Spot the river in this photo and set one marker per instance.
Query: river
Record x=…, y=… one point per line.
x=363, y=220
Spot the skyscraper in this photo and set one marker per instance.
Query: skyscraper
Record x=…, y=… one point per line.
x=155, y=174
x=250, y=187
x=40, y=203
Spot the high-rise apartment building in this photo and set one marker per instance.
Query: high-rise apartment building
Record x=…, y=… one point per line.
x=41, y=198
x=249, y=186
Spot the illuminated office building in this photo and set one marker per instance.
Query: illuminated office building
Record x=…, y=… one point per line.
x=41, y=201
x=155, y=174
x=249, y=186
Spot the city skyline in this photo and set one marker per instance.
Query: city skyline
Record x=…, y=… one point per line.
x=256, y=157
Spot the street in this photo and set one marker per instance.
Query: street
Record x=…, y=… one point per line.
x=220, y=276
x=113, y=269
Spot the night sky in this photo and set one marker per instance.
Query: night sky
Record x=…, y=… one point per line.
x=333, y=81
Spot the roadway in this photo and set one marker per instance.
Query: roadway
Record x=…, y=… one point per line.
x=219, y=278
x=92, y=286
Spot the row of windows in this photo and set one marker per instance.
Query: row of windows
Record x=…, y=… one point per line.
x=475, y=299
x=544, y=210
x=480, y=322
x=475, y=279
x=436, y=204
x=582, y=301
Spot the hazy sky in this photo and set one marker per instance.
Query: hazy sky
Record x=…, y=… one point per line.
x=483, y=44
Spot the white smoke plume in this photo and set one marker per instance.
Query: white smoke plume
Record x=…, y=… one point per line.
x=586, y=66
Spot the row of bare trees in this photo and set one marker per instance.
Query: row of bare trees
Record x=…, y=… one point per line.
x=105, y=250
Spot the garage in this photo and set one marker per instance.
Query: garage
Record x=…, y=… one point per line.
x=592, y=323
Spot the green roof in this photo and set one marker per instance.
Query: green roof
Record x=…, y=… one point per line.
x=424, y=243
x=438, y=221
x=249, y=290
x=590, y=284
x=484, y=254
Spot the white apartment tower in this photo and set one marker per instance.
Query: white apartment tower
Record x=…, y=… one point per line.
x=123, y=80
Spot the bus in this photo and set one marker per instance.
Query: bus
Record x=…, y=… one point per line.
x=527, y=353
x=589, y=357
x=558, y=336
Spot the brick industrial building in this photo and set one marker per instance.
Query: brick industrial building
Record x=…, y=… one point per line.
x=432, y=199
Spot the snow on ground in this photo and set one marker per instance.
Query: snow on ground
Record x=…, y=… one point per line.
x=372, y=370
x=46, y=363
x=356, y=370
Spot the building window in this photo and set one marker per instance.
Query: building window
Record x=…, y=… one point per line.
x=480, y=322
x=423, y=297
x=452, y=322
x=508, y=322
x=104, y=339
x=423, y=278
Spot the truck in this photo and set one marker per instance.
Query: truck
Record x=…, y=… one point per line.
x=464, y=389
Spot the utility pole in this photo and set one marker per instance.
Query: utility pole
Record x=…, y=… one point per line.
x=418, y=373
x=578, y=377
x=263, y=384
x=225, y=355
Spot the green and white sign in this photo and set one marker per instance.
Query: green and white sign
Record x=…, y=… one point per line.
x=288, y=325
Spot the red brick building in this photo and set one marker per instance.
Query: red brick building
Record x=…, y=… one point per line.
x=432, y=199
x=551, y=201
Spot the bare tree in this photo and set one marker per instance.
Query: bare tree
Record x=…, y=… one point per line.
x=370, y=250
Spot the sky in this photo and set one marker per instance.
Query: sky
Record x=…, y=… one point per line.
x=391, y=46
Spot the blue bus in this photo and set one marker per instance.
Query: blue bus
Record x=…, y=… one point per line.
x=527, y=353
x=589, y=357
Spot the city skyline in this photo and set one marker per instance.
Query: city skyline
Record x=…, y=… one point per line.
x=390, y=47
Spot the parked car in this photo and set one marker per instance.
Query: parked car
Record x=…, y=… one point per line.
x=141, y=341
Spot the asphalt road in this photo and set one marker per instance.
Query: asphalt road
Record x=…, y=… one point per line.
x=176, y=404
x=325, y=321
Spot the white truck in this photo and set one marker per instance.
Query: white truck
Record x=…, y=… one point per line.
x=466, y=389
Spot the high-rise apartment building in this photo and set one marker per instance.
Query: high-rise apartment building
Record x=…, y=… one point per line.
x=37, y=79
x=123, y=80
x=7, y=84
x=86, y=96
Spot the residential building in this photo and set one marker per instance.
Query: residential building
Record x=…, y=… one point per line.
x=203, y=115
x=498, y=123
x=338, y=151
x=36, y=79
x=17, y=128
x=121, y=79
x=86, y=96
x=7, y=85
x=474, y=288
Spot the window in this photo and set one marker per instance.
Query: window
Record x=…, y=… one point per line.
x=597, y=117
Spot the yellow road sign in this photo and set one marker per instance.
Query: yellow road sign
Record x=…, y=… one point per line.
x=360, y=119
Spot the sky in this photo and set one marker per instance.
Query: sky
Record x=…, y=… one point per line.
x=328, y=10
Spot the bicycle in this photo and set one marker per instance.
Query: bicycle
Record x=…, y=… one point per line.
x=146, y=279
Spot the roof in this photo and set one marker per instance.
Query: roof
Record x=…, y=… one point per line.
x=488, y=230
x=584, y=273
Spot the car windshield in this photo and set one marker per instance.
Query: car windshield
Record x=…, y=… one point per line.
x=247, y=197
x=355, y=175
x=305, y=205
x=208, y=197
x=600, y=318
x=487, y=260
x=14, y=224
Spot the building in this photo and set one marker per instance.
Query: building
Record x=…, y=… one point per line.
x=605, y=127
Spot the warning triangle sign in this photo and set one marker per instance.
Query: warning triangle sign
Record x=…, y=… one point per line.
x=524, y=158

▶ Your task
Extract every entry above as it appears.

▶ Output of the task
Spot the river in this photo and set one marker per instance.
Query: river
Record x=…, y=… one point per line.
x=363, y=220
Spot the skyscraper in this photo and set one marker per instance.
Query: skyscraper
Record x=…, y=… one point per line.
x=155, y=174
x=250, y=187
x=40, y=203
Spot the high-rise apartment building in this photo and set one marker per instance.
Query: high-rise apartment building
Record x=…, y=… one point per line.
x=41, y=198
x=249, y=186
Spot the illuminated office building in this photo and set one marker per instance.
Query: illuminated office building
Record x=…, y=… one point per line.
x=41, y=201
x=155, y=174
x=249, y=186
Spot the city skyline in this photo and set one marker per instance.
Query: city skyline
Record x=…, y=… one point per line.
x=256, y=157
Spot the street in this photo and set one marker per instance.
Query: street
Record x=…, y=… one point per line.
x=220, y=276
x=113, y=269
Spot the night sky in this photo and set one marker per instance.
Query: night sky
Record x=…, y=… one point per line.
x=333, y=81
Spot the roadway in this photo and set one marker per instance.
Query: roadway
Record x=…, y=… one point per line.
x=219, y=278
x=92, y=286
Spot the row of windows in this photo and set one marker per instance.
Query: row of windows
Record x=…, y=… one point per line.
x=475, y=299
x=544, y=210
x=480, y=322
x=475, y=279
x=436, y=204
x=582, y=301
Spot the hazy sky in this photo and set one marker per instance.
Query: hazy sky
Record x=…, y=… one point per line.
x=483, y=44
Spot the white smoke plume in this photo and set one marker per instance.
Query: white smoke plume
Record x=…, y=… one point per line.
x=586, y=66
Spot the row of bare trees in this photo and set one marker per instance.
Query: row of bare trees
Record x=…, y=… one point per line.
x=105, y=250
Spot the garage in this photo and set one marker per instance.
Query: garage
Record x=…, y=… one point per line.
x=592, y=323
Spot the green roof in this photo and set one marker per instance.
Query: green roof
Record x=…, y=… one point per line.
x=424, y=243
x=438, y=221
x=249, y=290
x=590, y=284
x=484, y=254
Spot the white apartment tower in this photo and set one marker per instance.
Query: white apartment tower
Record x=…, y=… one point per line.
x=123, y=80
Spot the bus in this photo and set one marker per instance.
Query: bus
Record x=…, y=… one point per line.
x=527, y=353
x=589, y=357
x=558, y=336
Spot the brick industrial building in this photo and set one marker per instance.
Query: brick industrial building
Record x=…, y=… one point per line.
x=432, y=199
Spot the snow on ground in this photo and set one marker per instance.
Query: snow on ground
Record x=…, y=… one point per line.
x=372, y=370
x=46, y=363
x=356, y=370
Spot the building window in this photo and set one marker per instance.
Query: building window
Record x=…, y=… one point per line.
x=480, y=322
x=423, y=297
x=452, y=322
x=508, y=322
x=104, y=339
x=423, y=278
Spot the truck in this photo and set one marker per instance.
Query: truck
Record x=…, y=… one point per line.
x=464, y=389
Spot the utility pole in this photo and set one marker per instance.
Query: utility pole
Record x=…, y=… one point per line.
x=418, y=373
x=578, y=377
x=263, y=384
x=225, y=355
Spot the green and white sign in this photo and set one marker per instance.
Query: green and white sign
Record x=…, y=… one point per line.
x=288, y=325
Spot the red brick building in this photo and set one marker per instance.
Query: red brick building
Record x=…, y=… one point per line.
x=432, y=199
x=551, y=201
Spot the bare tree in this photo and set one marker per instance.
Query: bare tree
Record x=…, y=… one point per line.
x=370, y=250
Spot the sky in this photo and set one marker per instance.
Query: sky
Record x=…, y=… one point per line.
x=391, y=46
Spot the blue bus in this photo and set one marker per instance.
Query: blue bus
Record x=…, y=… one point per line.
x=527, y=353
x=589, y=357
Spot the city skyline in this photo and set one marker per instance.
Query: city skyline
Record x=…, y=… one point per line.
x=390, y=47
Spot the parked car in this photo and set one marker per instance.
Query: parked car
Record x=…, y=… one point per line.
x=141, y=341
Spot the asphalt road in this photo and set one marker per instance.
Query: asphalt road
Record x=…, y=… one point per line.
x=176, y=404
x=325, y=321
Spot the white truck in this photo and set one marker per instance.
Query: white truck
Record x=…, y=… one point per line.
x=466, y=389
Spot the high-rise apartment building in this photo and set one marker per instance.
Query: high-rise apartment building
Record x=…, y=… one point per line.
x=37, y=79
x=123, y=80
x=7, y=84
x=86, y=96
Spot the residential building in this photo and set one marker per instance.
Query: residential building
Record x=…, y=… one point per line.
x=203, y=115
x=498, y=123
x=338, y=151
x=36, y=79
x=17, y=128
x=121, y=79
x=86, y=96
x=7, y=85
x=474, y=288
Spot the window in this photo and set one marker per instance.
Query: window
Record x=…, y=… one point per line.
x=597, y=117
Spot the yellow road sign in this photo and set one marker per instance.
Query: yellow road sign
Record x=…, y=… one point per line.
x=360, y=119
Spot the sky in this photo and set one marker per instance.
Query: sky
Record x=…, y=… one point per line.
x=328, y=10
Spot the bicycle in this photo and set one marker per instance.
Query: bicycle
Record x=…, y=… one point per line.
x=146, y=279
Spot the roof in this photo and set one marker per instance.
Query: roof
Record x=…, y=… one point per line.
x=488, y=230
x=584, y=273
Spot the car windshield in this photo and set one marker per instance.
Query: car windshield
Record x=…, y=… one point per line.
x=247, y=197
x=355, y=175
x=305, y=205
x=208, y=197
x=600, y=318
x=487, y=260
x=14, y=224
Spot the building in this photo and set one marker per instance.
Query: building
Record x=…, y=… one point per line.
x=605, y=127
Spot the warning triangle sign in this photo and set one marker per instance.
Query: warning triangle sign
Record x=…, y=… one point per line.
x=524, y=158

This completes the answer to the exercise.